§ Problem description:
When transcribing the entries, keep each one exactly as it is.

§ Supplied material:
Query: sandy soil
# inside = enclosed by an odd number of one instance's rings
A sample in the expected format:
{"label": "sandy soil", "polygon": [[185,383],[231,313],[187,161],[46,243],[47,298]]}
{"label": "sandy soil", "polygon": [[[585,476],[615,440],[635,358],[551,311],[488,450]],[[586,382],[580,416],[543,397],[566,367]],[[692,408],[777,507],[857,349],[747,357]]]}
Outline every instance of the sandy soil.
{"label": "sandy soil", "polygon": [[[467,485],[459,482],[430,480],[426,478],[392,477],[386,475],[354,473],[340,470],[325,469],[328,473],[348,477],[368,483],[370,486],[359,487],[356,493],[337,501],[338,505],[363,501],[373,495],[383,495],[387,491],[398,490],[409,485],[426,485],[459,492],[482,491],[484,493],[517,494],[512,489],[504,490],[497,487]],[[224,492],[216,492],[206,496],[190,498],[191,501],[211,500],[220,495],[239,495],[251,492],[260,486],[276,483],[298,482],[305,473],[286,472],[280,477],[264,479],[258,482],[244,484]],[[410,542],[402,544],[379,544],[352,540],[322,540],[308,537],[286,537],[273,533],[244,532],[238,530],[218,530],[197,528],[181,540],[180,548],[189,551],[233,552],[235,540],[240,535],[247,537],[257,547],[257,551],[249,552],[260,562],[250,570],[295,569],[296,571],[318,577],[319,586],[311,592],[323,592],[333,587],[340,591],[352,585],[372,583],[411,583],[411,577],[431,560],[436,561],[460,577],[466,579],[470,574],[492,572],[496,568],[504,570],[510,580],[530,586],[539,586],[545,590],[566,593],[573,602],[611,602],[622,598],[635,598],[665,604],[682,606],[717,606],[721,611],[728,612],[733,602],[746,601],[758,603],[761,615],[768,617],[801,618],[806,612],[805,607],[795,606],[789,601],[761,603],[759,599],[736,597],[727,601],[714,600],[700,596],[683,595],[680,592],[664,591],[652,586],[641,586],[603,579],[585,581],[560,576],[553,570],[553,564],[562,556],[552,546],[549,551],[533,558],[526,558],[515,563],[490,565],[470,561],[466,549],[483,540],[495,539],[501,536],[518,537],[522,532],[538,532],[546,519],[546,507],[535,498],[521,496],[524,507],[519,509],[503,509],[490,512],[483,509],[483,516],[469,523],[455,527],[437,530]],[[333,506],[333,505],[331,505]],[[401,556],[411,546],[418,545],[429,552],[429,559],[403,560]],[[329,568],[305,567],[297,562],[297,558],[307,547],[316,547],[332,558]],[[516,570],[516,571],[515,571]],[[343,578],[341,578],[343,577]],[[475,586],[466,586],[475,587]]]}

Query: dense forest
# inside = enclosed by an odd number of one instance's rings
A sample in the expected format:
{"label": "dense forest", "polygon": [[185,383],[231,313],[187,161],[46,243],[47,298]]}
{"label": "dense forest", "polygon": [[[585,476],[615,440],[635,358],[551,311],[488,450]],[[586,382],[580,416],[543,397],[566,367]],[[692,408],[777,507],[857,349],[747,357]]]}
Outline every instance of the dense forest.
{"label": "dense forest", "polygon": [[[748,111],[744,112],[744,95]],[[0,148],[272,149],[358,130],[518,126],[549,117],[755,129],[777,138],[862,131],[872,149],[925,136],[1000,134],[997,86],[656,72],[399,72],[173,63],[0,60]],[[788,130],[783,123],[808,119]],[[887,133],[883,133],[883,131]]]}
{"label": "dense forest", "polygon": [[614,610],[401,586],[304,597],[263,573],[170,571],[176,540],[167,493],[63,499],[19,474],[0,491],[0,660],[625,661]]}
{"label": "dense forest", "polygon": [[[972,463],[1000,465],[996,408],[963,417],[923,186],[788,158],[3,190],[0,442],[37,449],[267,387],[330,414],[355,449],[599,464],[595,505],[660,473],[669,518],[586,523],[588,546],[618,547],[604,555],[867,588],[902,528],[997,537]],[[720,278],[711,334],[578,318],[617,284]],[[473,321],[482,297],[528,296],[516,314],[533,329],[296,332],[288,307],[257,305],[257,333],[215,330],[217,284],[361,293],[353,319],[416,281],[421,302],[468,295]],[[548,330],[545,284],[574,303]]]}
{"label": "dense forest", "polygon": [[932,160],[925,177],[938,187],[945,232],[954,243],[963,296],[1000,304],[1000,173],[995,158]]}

§ Answer below:
Query: sandy soil
# inside = enclosed by an odd number of one instance's rings
A sample in the expected format:
{"label": "sandy soil", "polygon": [[185,383],[231,313],[187,161],[46,243],[47,298]]}
{"label": "sandy soil", "polygon": [[[585,476],[615,440],[635,358],[551,311],[488,450]],[[586,382],[580,416],[543,397],[566,367]],[[692,408],[777,507],[857,349],[747,357]]]}
Outline every instance of the sandy soil.
{"label": "sandy soil", "polygon": [[[467,485],[459,482],[430,480],[426,478],[392,477],[386,475],[354,473],[340,470],[325,469],[328,473],[348,477],[368,483],[370,486],[359,487],[356,493],[337,501],[338,505],[363,501],[373,495],[383,495],[387,491],[398,490],[409,485],[426,485],[459,492],[482,491],[484,493],[517,494],[512,489],[504,490],[497,487]],[[224,492],[216,492],[206,496],[190,498],[191,501],[211,500],[220,495],[239,495],[251,492],[260,486],[276,483],[298,482],[305,473],[286,472],[280,477],[264,479],[258,482],[244,484]],[[410,542],[402,544],[379,544],[352,540],[322,540],[308,537],[286,537],[273,533],[244,532],[238,530],[218,530],[197,528],[181,540],[180,548],[189,551],[233,552],[235,540],[240,535],[247,537],[257,547],[257,551],[249,552],[260,562],[250,570],[295,569],[296,571],[318,577],[319,586],[311,592],[323,592],[333,587],[340,591],[352,585],[372,583],[411,583],[411,577],[431,560],[436,561],[460,577],[466,579],[470,574],[492,572],[496,568],[504,570],[510,580],[530,586],[539,586],[545,590],[566,593],[573,602],[611,602],[622,598],[635,598],[665,604],[682,606],[717,606],[721,611],[728,612],[733,602],[746,601],[758,603],[761,615],[768,617],[801,618],[806,612],[805,607],[795,606],[789,601],[761,603],[759,599],[736,597],[727,601],[714,600],[700,596],[683,595],[680,592],[664,591],[652,586],[641,586],[603,579],[585,581],[560,576],[553,570],[553,564],[562,556],[552,546],[549,551],[533,558],[526,558],[515,563],[490,565],[470,561],[466,549],[483,540],[495,539],[501,536],[518,537],[522,532],[538,532],[546,519],[546,507],[535,498],[521,496],[524,507],[519,509],[503,509],[490,512],[483,509],[483,516],[469,523],[455,527],[437,530]],[[333,506],[333,505],[331,505]],[[401,556],[411,546],[418,545],[429,552],[429,559],[403,560]],[[329,568],[305,567],[297,562],[297,558],[307,547],[316,547],[332,558]],[[516,570],[516,571],[515,571]],[[343,578],[341,578],[343,577]],[[475,586],[466,586],[475,587]]]}

Query: dense forest
# inside = enclosed by an odd number of one instance's rings
A sample in the expected format:
{"label": "dense forest", "polygon": [[185,383],[231,313],[187,161],[46,243],[47,298]]}
{"label": "dense forest", "polygon": [[[585,476],[615,440],[635,358],[551,311],[488,450]],[[586,382],[580,416],[543,397],[566,367]],[[692,408],[777,507],[857,349],[747,357]]]}
Outline every instance of the dense forest.
{"label": "dense forest", "polygon": [[[748,111],[744,112],[744,95]],[[0,148],[272,149],[358,130],[518,126],[549,117],[755,129],[777,138],[862,131],[872,149],[925,136],[1000,134],[997,86],[656,72],[399,72],[173,63],[0,60]],[[788,130],[783,123],[808,119]],[[887,133],[883,133],[883,131]]]}
{"label": "dense forest", "polygon": [[614,610],[401,586],[304,597],[263,573],[170,571],[176,540],[167,493],[63,499],[19,474],[0,491],[0,660],[625,661]]}
{"label": "dense forest", "polygon": [[[972,463],[1000,465],[996,408],[963,417],[923,186],[788,158],[3,190],[0,442],[37,449],[267,387],[330,414],[355,449],[599,464],[595,505],[660,473],[669,518],[586,523],[588,546],[618,547],[604,555],[867,588],[902,528],[997,537]],[[720,278],[711,334],[578,318],[617,284]],[[473,321],[482,297],[528,296],[516,314],[533,329],[296,332],[288,307],[257,305],[257,333],[215,330],[217,284],[361,293],[353,319],[416,281],[421,302],[468,295]],[[548,330],[545,284],[574,303]]]}
{"label": "dense forest", "polygon": [[932,160],[925,177],[938,187],[945,232],[954,243],[963,296],[1000,304],[1000,173],[995,158]]}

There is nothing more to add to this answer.